# Problem details
The answer must consist of the records below, repeated exactly.

______

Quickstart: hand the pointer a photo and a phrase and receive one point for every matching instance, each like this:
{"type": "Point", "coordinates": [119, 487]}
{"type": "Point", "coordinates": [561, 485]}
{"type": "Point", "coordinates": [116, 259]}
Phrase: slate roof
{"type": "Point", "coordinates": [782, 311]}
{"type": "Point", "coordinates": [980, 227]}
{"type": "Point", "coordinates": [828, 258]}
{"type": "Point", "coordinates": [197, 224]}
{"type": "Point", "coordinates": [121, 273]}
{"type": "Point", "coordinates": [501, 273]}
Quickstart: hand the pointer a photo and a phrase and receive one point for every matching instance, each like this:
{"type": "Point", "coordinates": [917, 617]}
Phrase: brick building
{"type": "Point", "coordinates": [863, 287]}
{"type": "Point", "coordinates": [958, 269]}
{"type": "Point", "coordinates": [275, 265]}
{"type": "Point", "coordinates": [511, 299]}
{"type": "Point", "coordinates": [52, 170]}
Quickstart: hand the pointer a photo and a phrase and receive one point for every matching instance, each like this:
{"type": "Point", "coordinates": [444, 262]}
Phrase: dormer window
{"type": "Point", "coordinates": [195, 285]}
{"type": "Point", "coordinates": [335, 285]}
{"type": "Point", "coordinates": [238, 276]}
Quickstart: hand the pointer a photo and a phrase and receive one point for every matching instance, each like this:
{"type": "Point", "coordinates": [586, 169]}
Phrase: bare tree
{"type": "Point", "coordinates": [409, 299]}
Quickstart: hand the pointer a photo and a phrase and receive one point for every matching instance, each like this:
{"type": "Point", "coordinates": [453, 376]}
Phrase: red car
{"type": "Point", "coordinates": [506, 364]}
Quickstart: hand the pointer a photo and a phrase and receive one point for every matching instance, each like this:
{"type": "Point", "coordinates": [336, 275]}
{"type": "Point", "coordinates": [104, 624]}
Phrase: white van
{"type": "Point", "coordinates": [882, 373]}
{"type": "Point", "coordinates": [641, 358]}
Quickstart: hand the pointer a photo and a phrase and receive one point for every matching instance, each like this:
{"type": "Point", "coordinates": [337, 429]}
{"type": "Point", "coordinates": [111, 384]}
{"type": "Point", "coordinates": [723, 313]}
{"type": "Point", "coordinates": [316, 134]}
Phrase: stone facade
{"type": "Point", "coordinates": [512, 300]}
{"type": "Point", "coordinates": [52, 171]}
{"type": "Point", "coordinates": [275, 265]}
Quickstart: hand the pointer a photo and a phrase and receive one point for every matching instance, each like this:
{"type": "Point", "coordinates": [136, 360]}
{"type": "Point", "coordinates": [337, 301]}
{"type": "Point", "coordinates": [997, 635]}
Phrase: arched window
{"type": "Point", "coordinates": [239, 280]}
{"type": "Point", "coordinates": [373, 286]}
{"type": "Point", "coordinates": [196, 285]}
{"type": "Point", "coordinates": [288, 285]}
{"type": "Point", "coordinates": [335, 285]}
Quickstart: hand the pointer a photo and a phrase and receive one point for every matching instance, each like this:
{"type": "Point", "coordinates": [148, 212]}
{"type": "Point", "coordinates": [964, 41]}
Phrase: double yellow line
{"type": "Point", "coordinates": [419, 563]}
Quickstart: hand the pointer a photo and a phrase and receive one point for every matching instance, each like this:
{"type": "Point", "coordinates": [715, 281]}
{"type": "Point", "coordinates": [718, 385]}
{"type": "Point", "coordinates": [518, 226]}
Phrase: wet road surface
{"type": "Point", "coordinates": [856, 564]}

______

# Exercise output
Quickstart: hand the pointer a photo and a phrase and receive one point for every matching instance, each like this:
{"type": "Point", "coordinates": [119, 487]}
{"type": "Point", "coordinates": [561, 485]}
{"type": "Point", "coordinates": [116, 259]}
Phrase: slate roof
{"type": "Point", "coordinates": [782, 311]}
{"type": "Point", "coordinates": [980, 227]}
{"type": "Point", "coordinates": [828, 258]}
{"type": "Point", "coordinates": [197, 224]}
{"type": "Point", "coordinates": [121, 273]}
{"type": "Point", "coordinates": [501, 273]}
Quickstart: hand the pointer a photo and a phrase and receive one point for every matching instance, each like this:
{"type": "Point", "coordinates": [917, 617]}
Phrase: brick building
{"type": "Point", "coordinates": [863, 287]}
{"type": "Point", "coordinates": [958, 269]}
{"type": "Point", "coordinates": [275, 265]}
{"type": "Point", "coordinates": [511, 299]}
{"type": "Point", "coordinates": [52, 170]}
Quickstart: hand the pointer a photo and a phrase and receive one point for every matching instance, each like this:
{"type": "Point", "coordinates": [444, 262]}
Phrase: dormer window
{"type": "Point", "coordinates": [195, 285]}
{"type": "Point", "coordinates": [335, 285]}
{"type": "Point", "coordinates": [238, 276]}
Quickstart: hand the pointer a photo and a phrase and receive one point for every matching instance, each like this:
{"type": "Point", "coordinates": [586, 169]}
Phrase: bare tree
{"type": "Point", "coordinates": [409, 299]}
Quickstart: hand the pointer a photo and a phrase and receive one point for every matching instance, each like this:
{"type": "Point", "coordinates": [453, 376]}
Phrase: red car
{"type": "Point", "coordinates": [506, 364]}
Quickstart: hand the pointer a photo and a phrase and receive one point for every matching instance, each like this:
{"type": "Point", "coordinates": [336, 275]}
{"type": "Point", "coordinates": [104, 624]}
Phrase: white van
{"type": "Point", "coordinates": [882, 373]}
{"type": "Point", "coordinates": [641, 358]}
Quickstart: hand the pointer a photo and a phrase and receive one point for every matching instance, each like this:
{"type": "Point", "coordinates": [337, 429]}
{"type": "Point", "coordinates": [111, 384]}
{"type": "Point", "coordinates": [723, 313]}
{"type": "Point", "coordinates": [316, 134]}
Phrase: stone facade
{"type": "Point", "coordinates": [512, 300]}
{"type": "Point", "coordinates": [52, 171]}
{"type": "Point", "coordinates": [275, 265]}
Quickstart: hand the pointer a photo and a phrase and receive one point for every matching instance, each like this:
{"type": "Point", "coordinates": [136, 360]}
{"type": "Point", "coordinates": [337, 301]}
{"type": "Point", "coordinates": [997, 635]}
Phrase: arched window
{"type": "Point", "coordinates": [239, 280]}
{"type": "Point", "coordinates": [373, 286]}
{"type": "Point", "coordinates": [196, 285]}
{"type": "Point", "coordinates": [288, 285]}
{"type": "Point", "coordinates": [335, 285]}
Quickstart: hand the pointer a photo and a phrase and receive one point for every matching instance, each like this:
{"type": "Point", "coordinates": [148, 212]}
{"type": "Point", "coordinates": [964, 41]}
Phrase: double yellow line
{"type": "Point", "coordinates": [419, 563]}
Quickstart: hand the pointer a photo and a phrase and receive one point for every matching instance, each like this:
{"type": "Point", "coordinates": [715, 281]}
{"type": "Point", "coordinates": [718, 385]}
{"type": "Point", "coordinates": [518, 226]}
Phrase: wet road surface
{"type": "Point", "coordinates": [856, 564]}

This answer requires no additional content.